Saved entries:
------------------------------------------------

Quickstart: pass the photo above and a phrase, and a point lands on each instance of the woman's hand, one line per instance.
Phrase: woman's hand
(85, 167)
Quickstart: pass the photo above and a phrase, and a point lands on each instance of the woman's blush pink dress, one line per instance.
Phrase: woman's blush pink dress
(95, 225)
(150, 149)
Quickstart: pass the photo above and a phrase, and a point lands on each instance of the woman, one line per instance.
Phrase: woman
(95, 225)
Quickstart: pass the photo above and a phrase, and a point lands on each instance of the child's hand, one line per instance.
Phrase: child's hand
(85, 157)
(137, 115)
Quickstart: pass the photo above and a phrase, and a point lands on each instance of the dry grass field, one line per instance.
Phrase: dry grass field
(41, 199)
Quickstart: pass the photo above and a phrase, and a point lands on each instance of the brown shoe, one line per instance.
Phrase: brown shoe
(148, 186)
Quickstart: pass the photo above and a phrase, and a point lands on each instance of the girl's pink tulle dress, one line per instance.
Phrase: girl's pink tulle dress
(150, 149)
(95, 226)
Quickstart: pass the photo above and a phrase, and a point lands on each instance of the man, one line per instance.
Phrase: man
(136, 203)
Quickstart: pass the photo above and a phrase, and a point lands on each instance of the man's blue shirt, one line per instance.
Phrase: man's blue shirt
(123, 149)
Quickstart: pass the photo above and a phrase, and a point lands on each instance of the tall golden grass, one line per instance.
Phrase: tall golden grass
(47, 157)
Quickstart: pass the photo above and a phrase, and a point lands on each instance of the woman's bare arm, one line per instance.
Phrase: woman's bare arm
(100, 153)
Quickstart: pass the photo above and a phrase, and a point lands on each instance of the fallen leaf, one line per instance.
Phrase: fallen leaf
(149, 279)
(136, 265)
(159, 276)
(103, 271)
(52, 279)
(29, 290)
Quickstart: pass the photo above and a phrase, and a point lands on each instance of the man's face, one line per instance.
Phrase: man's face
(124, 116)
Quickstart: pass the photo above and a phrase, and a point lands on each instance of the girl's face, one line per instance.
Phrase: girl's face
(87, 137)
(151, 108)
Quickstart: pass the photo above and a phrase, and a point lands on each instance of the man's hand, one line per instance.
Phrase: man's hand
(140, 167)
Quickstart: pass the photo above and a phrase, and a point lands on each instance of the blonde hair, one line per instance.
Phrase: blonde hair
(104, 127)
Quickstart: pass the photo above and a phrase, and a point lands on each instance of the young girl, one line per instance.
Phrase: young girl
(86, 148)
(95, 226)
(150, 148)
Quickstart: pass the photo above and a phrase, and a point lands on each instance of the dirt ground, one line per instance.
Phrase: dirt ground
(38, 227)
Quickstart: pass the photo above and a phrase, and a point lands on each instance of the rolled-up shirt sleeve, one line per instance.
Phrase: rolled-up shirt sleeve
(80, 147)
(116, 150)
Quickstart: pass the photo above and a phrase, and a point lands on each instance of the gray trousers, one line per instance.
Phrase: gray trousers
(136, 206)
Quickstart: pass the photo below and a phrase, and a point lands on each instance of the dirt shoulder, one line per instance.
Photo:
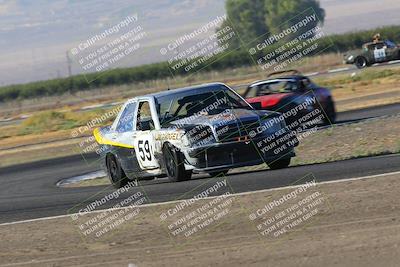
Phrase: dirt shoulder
(357, 224)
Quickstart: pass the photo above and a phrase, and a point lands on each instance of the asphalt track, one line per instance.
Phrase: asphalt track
(28, 191)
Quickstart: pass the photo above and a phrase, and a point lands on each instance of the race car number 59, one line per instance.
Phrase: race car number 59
(144, 150)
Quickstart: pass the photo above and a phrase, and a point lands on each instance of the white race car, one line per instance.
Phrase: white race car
(202, 129)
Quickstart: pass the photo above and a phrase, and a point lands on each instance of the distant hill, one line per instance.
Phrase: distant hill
(35, 35)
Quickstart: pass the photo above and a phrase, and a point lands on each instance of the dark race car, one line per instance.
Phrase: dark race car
(371, 53)
(292, 93)
(201, 129)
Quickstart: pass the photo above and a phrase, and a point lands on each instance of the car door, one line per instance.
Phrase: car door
(122, 136)
(146, 126)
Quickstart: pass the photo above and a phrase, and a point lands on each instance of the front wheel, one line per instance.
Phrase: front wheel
(279, 164)
(330, 113)
(174, 164)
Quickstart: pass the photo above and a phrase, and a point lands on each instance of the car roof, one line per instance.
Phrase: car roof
(285, 78)
(181, 90)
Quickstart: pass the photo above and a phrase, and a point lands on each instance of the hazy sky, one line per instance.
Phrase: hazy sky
(35, 34)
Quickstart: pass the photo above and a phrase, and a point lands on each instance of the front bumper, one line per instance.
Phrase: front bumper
(224, 156)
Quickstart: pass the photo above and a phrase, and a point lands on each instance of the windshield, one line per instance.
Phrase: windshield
(272, 87)
(207, 101)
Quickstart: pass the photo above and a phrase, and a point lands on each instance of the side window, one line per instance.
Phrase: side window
(125, 123)
(144, 120)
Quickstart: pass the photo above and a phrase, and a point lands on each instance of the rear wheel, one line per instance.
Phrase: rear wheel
(115, 173)
(279, 164)
(174, 164)
(361, 62)
(220, 173)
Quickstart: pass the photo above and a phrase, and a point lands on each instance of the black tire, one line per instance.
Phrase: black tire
(330, 113)
(279, 164)
(174, 164)
(361, 62)
(115, 173)
(220, 173)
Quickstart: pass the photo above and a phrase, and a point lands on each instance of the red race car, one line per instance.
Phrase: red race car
(286, 91)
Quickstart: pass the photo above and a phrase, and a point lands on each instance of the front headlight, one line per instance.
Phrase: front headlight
(185, 140)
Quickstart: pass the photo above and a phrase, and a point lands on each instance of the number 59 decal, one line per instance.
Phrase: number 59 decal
(144, 152)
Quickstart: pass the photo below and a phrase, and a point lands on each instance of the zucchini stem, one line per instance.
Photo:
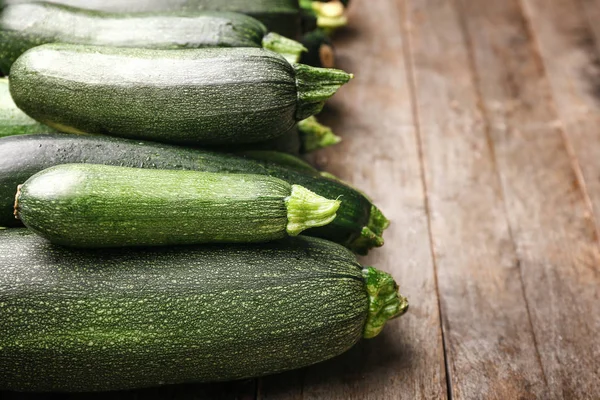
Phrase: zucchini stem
(315, 136)
(330, 15)
(306, 209)
(288, 48)
(315, 85)
(372, 234)
(385, 302)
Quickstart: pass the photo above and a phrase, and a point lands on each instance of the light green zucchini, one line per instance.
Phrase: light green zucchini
(90, 205)
(197, 96)
(24, 26)
(13, 121)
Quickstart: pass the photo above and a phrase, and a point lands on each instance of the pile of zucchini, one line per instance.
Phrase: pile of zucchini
(158, 226)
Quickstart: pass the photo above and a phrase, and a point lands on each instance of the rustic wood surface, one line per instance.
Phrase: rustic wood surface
(475, 125)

------------------------------------------------

Task description
Wherever a line in the data above holds the word "below", copy that line.

Answer to the problem
Quickstart: pass the photo below and a phrase, and a point lands on each instance of the dirt shoulder, one line per instance.
Quickstart: pass the photo below and a phrase, and a point lands on each instance of the zucchini stem, one line per instance.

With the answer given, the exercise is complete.